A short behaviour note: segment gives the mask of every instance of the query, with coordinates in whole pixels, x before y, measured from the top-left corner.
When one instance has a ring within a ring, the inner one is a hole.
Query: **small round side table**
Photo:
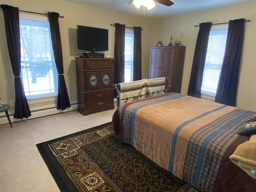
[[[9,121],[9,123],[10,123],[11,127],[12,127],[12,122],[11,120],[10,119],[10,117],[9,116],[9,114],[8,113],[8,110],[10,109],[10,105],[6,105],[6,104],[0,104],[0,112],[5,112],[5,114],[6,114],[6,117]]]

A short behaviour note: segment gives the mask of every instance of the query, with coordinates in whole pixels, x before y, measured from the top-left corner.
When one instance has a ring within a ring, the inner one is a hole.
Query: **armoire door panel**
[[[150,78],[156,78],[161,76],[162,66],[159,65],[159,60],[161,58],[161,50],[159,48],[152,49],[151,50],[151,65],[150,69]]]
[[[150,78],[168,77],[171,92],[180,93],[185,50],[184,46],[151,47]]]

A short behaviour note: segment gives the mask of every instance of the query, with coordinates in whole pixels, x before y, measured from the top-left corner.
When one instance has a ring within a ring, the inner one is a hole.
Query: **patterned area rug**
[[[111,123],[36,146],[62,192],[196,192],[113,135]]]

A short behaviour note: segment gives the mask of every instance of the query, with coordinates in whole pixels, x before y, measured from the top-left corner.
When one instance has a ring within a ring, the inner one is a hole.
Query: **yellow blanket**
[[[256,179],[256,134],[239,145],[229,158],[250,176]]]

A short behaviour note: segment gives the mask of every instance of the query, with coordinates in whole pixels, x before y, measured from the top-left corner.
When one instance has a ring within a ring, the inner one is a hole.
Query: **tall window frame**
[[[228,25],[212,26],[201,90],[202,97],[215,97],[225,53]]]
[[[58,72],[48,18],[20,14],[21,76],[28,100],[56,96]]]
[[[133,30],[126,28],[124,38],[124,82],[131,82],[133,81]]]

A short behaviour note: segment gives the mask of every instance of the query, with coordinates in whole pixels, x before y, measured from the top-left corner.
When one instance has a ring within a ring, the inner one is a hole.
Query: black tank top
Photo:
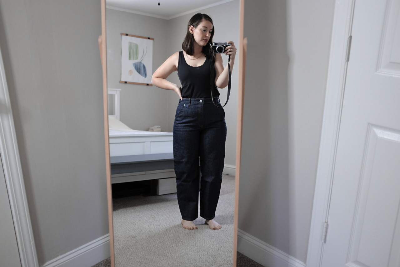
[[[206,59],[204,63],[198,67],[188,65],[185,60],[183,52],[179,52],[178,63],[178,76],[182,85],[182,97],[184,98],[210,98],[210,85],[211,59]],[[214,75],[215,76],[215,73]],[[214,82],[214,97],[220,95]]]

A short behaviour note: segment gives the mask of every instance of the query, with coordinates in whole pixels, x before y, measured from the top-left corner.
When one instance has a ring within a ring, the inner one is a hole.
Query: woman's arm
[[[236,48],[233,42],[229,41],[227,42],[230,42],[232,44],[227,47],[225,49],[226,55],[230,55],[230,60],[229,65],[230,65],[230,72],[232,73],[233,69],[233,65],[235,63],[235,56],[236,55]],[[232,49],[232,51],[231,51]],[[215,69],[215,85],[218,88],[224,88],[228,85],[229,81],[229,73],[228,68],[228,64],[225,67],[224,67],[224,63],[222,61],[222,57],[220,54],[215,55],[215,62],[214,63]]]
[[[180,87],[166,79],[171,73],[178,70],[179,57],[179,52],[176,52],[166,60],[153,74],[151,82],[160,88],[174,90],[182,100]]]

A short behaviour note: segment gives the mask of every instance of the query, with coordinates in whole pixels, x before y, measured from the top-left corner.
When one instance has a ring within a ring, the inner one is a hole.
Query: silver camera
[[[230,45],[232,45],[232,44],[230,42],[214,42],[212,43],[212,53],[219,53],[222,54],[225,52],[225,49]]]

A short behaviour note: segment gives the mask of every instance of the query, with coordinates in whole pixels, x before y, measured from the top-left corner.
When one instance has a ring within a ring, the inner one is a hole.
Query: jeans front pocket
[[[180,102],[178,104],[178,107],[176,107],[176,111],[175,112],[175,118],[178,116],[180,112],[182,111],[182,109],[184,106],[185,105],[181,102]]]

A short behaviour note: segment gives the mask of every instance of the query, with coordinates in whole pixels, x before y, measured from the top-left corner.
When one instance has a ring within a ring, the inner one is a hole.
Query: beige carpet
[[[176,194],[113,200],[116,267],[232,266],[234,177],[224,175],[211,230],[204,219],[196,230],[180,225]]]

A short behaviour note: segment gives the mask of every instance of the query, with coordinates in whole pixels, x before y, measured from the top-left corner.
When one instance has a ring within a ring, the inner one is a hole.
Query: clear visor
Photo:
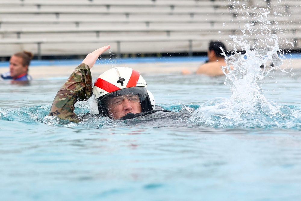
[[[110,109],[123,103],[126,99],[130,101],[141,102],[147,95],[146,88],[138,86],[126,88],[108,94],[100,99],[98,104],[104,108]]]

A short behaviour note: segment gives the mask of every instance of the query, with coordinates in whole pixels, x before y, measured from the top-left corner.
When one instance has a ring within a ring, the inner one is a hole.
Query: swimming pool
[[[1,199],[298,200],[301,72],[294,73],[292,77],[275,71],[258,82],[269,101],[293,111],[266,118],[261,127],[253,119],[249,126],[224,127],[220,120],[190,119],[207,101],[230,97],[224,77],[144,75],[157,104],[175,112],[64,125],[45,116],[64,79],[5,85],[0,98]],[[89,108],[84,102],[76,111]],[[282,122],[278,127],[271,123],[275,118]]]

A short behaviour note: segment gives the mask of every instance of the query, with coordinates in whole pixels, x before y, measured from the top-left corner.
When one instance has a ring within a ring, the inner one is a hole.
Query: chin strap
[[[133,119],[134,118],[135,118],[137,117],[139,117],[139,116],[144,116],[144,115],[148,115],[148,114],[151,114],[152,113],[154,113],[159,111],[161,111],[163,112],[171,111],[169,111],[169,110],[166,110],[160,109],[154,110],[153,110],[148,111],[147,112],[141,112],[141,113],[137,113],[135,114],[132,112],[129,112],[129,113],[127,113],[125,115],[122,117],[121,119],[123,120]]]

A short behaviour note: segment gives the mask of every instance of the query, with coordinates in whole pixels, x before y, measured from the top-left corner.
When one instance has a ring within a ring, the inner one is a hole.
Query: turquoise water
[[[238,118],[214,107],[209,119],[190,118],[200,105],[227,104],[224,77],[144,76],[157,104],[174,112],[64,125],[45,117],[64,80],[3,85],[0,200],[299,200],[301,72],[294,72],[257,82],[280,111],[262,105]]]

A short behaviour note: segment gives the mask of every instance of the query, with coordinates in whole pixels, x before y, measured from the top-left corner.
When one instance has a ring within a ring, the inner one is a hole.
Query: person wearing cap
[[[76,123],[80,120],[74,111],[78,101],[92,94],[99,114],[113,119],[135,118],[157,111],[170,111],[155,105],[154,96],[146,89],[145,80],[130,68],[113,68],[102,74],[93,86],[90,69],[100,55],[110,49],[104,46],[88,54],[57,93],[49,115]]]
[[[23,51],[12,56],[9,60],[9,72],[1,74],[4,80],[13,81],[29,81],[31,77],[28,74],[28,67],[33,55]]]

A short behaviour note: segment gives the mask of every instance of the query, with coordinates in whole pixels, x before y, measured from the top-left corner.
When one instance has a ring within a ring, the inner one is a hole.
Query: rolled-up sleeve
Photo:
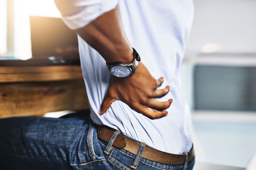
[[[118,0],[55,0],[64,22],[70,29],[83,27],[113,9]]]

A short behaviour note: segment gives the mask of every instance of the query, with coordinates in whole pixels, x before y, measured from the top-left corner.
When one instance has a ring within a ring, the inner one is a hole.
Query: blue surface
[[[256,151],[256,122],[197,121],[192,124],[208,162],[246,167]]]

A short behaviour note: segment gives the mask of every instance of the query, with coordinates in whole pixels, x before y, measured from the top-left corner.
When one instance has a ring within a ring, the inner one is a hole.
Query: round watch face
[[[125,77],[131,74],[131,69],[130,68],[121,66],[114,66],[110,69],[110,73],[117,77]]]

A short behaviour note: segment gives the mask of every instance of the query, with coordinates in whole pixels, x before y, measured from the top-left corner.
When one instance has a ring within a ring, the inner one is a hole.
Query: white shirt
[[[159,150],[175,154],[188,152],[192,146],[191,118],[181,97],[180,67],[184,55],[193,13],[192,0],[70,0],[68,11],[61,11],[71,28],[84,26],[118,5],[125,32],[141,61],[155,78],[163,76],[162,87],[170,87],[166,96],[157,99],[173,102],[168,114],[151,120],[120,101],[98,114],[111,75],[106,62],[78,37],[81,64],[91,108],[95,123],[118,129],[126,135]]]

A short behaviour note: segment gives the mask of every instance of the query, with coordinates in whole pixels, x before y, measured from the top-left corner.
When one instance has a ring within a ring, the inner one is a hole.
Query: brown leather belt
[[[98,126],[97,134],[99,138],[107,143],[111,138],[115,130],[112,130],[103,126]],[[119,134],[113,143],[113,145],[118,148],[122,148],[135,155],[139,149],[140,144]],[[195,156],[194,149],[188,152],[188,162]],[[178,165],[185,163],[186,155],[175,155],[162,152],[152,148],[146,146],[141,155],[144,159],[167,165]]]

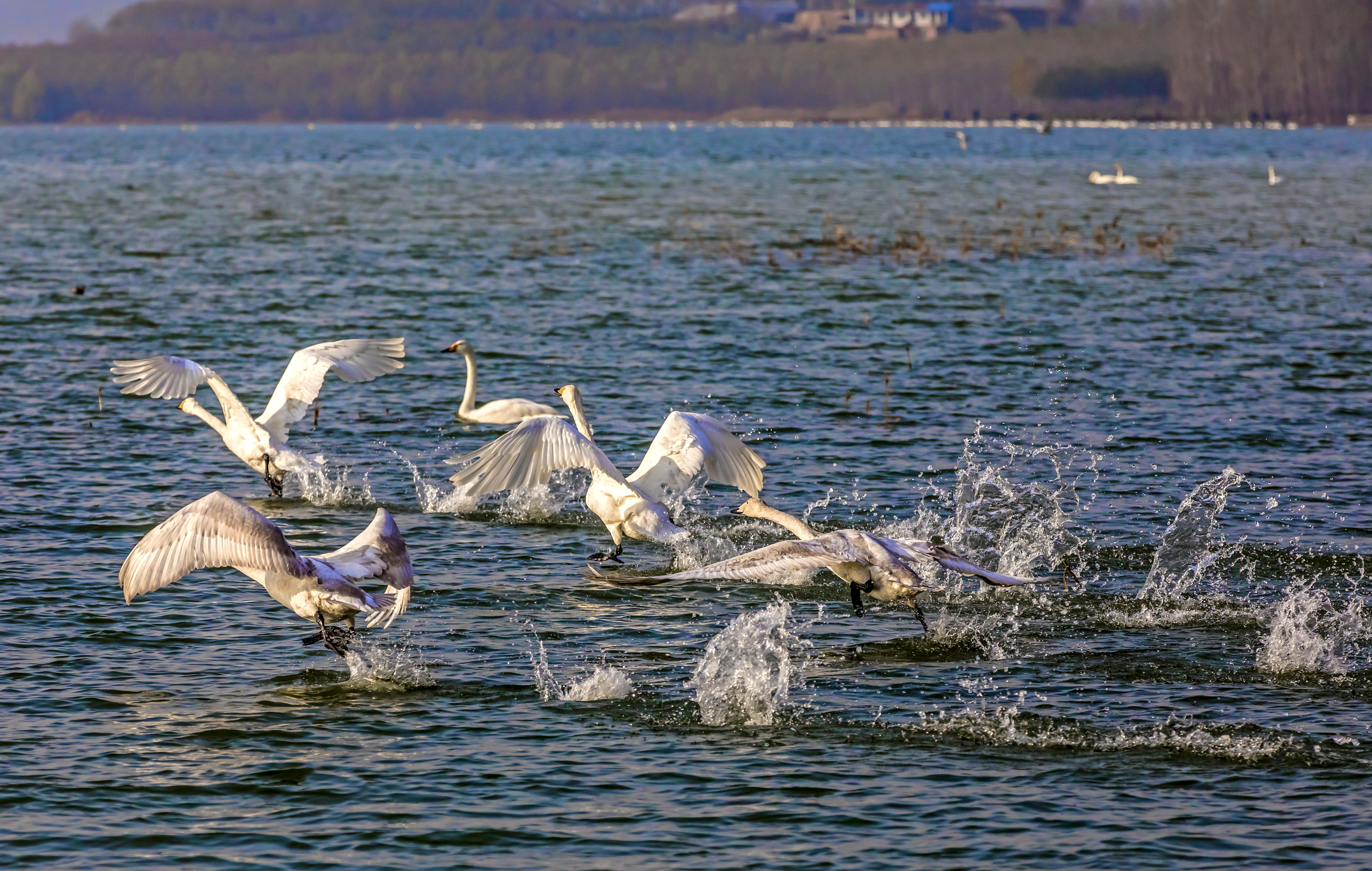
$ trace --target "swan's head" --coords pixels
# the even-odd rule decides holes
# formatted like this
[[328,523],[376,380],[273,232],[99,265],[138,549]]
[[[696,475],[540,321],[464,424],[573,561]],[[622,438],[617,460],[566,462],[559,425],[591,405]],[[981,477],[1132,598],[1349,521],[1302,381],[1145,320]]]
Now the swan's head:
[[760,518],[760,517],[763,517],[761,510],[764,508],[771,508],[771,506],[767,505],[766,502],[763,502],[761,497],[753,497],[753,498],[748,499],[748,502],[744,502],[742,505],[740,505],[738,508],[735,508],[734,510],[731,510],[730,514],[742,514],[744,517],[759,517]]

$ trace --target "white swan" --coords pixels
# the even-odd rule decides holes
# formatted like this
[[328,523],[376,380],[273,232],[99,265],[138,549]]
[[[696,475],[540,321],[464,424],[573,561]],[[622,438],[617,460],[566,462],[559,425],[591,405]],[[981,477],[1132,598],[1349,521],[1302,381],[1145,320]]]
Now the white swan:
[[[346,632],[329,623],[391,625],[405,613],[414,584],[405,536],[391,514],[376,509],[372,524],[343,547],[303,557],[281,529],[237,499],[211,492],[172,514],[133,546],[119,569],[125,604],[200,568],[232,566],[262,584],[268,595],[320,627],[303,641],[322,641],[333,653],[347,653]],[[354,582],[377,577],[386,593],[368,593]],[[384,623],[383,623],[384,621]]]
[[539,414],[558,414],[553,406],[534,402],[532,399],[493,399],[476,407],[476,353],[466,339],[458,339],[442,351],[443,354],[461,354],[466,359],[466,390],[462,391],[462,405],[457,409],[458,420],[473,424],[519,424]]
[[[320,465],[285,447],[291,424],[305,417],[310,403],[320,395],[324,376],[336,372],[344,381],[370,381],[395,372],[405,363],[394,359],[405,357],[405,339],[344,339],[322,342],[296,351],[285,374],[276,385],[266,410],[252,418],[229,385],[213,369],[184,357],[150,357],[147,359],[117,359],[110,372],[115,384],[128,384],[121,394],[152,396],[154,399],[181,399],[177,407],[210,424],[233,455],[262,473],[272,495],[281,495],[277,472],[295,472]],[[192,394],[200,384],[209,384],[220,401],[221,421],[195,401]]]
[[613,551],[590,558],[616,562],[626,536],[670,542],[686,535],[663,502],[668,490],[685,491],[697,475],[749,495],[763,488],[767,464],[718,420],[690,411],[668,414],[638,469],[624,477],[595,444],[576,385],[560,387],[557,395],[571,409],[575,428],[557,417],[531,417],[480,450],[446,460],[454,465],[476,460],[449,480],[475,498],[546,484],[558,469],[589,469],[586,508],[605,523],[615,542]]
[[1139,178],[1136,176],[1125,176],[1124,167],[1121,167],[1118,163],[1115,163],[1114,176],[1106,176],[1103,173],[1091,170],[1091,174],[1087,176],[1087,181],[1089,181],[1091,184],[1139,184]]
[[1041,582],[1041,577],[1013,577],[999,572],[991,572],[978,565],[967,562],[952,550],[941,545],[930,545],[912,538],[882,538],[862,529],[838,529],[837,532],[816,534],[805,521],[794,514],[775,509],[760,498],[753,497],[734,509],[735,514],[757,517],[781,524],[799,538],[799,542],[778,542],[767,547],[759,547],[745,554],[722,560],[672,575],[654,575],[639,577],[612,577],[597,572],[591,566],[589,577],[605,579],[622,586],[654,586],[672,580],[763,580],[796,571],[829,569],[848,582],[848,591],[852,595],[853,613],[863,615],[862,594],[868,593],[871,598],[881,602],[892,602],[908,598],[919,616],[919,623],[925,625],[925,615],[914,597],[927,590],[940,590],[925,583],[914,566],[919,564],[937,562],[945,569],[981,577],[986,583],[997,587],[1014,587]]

——

PROMPT – Copy every line in the rows above that contains the string "round".

FULL OUTPUT –
Query: **small round side table**
Query: round watch face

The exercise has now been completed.